# Given instruction
Render the lines from the first one through the line containing "[[[240,222],[297,209],[301,121],[244,76],[202,141]]]", inclusive, as a JSON list of strings with one string per line and blank lines left out.

# Named region outline lines
START

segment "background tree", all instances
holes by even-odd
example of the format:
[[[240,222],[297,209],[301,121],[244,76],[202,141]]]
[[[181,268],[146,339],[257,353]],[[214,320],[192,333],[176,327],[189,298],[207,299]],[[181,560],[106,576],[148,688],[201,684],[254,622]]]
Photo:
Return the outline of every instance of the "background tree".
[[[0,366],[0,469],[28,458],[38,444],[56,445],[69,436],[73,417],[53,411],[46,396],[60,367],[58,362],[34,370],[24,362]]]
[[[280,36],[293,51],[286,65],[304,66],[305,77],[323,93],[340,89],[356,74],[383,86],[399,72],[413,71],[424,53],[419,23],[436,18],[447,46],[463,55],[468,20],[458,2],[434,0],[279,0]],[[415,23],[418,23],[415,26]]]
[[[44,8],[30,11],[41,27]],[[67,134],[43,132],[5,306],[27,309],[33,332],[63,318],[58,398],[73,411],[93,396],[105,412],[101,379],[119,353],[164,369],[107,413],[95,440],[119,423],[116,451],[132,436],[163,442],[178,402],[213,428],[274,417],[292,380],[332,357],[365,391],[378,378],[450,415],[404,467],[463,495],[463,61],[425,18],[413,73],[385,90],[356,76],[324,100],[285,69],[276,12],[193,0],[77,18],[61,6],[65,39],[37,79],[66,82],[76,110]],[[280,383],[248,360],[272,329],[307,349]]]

END

# Result of the task
[
  "segment \"background tree\", all instances",
  "holes by even-odd",
  "example of the format:",
  "[[[240,222],[297,209],[301,121],[244,76],[202,141]]]"
]